_INSTRUÇÕES A SEGUIR_: No texto sobre Roberto Schwarz, transcreva o trecho que começa em "Eduardo Knapp/Folha Imagem" e segue até "homenageado de 2008.".

_TEXTO FORNECIDO_:
# # # # #

Escolhido para abrir a Flip deste ano, o crítico Roberto Schwarz fala à Folha sobre o "quebra-cabeça" de "Dom Casmurro", analisa a recepção à obra de Machado de Assis no Brasil e no exterior e compara "Cidade de Deus" a "Tropa de Elite'

Eduardo Knapp/Folha Imagem
O crítico Roberto Schwarz, que fará na quarta a conferência de abertura da 6ª Festa Literária Internacional de Parati e está relançando "O Pai de Família'


MARCOS STRECKER
DA REPORTAGEM LOCAL

Em uma Festa Literária Internacional de Parati (Flip) "mais intelectualizada", como definem os próprios organizadores desta sexta edição do evento (de 2/7 a 6/7), um símbolo da academia vai abrir a festa. O crítico literário Roberto Schwarz, um dos mais influentes pensadores da cultura brasileira, será o orador de abertura, na próxima quarta, às 19h. A sua conferência vai abordar Machado de Assis, autor homenageado de 2008.
Sobre sua palestra, Schwarz adianta pouco. "Não vai ser igual ao que já escrevi, mas não vai ser muito diferente, e não vai ser um ensaio para publicação. Digamos que é um desenvolvimento", diz o autor de "Ao Vencedor as Batatas" (77) e "Um Mestre na Periferia do Capitalismo" (90), que mudaram os rumos dos estudos machadianos.
Na entrevista a seguir, Schwarz aborda Machado, cultura e política. Disserta sobre os rumos da crítica machadiana no Brasil e no exterior e afirma que é "uma curiosidade um pouco boba e malsã" saber se Capitu traiu ou não Bentinho.
O crítico comenta o relançamento após 30 anos de "O Pai de Família" (Companhia das Letras), coletânea de ensaios que viraram um marco nos anos de chumbo no regime militar ("o tema da modernização conservadora está presente em todos. Uma parte das matérias se tornou histórica, outra parte continua atual"). Sobre o cenário cultural, Roberto Schwarz diz que "nem a urbanidade de Fernando Henrique nem a determinação com que Lula levou adiante o Bolsa Família convenceram a imaginação dos artistas".
O crítico enxerga pontos de contato entre "Cidade de Deus" ("especialmente o livro") e "Tropa de Elite", de José Padilha. Sobre o filme de Padilha, diz que, "estimulado pela farda e pela empatia com os atores, o espectador pode se identificar à violência desvairada e aprovar inclusive a tortura. Ao que parece é o que aconteceu com boa parte do público". Para o crítico, em "Tropa de Elite", "os fanáticos da justiça vão mais longe que os piores malfeitores.

# # # # #

_Linhas de rotulagem de localização_:
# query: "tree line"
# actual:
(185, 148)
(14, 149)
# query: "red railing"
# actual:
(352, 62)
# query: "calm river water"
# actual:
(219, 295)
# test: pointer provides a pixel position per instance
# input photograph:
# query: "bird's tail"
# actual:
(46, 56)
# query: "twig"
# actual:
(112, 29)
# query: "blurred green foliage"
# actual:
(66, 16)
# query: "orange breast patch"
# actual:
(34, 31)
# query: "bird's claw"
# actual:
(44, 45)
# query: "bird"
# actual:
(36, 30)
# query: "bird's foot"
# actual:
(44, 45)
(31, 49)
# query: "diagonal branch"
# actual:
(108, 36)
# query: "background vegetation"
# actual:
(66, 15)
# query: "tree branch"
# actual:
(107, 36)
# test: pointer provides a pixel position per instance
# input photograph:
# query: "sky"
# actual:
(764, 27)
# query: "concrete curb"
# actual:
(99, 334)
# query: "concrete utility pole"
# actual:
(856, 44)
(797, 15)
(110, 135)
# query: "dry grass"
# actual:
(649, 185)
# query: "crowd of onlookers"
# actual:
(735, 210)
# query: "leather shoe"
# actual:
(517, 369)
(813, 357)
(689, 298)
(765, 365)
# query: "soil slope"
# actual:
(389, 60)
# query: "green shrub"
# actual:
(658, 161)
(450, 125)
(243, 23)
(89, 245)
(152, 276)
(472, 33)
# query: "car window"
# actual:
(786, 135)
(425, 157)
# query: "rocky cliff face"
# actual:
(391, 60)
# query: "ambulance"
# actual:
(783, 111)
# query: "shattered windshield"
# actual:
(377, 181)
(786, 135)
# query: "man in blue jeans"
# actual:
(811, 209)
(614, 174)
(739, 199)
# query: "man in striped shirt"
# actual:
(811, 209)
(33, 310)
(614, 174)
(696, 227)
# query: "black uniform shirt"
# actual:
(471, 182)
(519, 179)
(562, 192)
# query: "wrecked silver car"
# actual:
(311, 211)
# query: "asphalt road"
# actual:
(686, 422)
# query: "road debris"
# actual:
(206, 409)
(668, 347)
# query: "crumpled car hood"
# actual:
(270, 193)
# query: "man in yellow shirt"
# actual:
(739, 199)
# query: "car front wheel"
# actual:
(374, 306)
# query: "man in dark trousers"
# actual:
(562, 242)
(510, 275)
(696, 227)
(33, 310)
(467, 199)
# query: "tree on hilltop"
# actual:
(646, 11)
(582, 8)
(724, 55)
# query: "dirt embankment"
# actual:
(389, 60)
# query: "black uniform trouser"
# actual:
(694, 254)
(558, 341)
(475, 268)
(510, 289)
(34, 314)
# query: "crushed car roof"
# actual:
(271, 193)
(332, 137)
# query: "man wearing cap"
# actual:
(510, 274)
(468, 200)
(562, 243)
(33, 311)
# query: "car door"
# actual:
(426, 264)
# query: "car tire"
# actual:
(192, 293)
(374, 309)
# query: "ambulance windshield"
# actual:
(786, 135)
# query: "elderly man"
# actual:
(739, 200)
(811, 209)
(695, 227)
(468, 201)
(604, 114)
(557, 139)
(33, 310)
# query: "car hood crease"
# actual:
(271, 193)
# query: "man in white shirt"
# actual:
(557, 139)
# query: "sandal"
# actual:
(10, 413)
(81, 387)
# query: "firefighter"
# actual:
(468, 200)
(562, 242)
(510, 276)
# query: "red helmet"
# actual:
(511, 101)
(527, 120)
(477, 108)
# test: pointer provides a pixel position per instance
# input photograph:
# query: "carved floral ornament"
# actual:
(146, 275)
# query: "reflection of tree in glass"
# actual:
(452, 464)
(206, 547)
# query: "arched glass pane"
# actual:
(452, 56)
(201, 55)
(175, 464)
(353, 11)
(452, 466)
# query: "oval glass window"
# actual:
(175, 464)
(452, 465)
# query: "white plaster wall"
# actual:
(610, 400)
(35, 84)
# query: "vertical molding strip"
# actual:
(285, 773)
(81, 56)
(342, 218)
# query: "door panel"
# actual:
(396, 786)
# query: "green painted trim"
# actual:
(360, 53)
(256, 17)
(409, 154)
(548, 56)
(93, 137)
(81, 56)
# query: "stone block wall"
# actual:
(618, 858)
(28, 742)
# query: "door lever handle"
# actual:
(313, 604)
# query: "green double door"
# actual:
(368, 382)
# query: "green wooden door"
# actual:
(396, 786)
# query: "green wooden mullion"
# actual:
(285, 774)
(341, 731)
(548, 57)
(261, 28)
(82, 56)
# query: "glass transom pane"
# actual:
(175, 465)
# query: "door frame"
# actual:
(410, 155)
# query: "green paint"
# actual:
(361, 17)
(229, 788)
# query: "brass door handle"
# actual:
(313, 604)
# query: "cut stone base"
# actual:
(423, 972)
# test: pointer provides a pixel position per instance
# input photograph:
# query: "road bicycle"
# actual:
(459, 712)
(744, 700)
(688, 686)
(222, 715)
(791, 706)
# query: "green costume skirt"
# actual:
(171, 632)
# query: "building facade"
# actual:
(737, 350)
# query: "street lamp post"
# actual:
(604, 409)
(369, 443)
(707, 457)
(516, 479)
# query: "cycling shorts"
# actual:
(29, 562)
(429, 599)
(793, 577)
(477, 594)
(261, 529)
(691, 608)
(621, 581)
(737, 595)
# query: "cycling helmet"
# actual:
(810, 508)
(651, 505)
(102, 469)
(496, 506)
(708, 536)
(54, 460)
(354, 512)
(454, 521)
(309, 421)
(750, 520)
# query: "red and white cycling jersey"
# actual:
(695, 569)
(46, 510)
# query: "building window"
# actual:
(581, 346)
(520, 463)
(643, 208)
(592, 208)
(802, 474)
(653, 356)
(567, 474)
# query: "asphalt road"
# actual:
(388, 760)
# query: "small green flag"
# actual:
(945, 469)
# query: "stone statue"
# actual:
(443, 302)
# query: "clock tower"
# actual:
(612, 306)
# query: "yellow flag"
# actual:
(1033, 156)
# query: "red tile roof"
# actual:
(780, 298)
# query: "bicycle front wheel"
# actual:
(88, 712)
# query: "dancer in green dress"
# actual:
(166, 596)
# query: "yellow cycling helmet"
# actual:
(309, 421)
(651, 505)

# # # # #

_RESULTADO DO EXERCÍCIO_:
Eduardo Knapp/Folha Imagem
O crítico Roberto Schwarz, que fará na quarta a conferência de abertura da 6ª Festa Literária Internacional de Parati e está relançando "O Pai de Família'


MARCOS STRECKER
DA REPORTAGEM LOCAL

Em uma Festa Literária Internacional de Parati (Flip) "mais intelectualizada", como definem os próprios organizadores desta sexta edição do evento (de 2/7 a 6/7), um símbolo da academia vai abrir a festa. O crítico literário Roberto Schwarz, um dos mais influentes pensadores da cultura brasileira, será o orador de abertura, na próxima quarta, às 19h. A sua conferência vai abordar Machado de Assis, autor homenageado de 2008.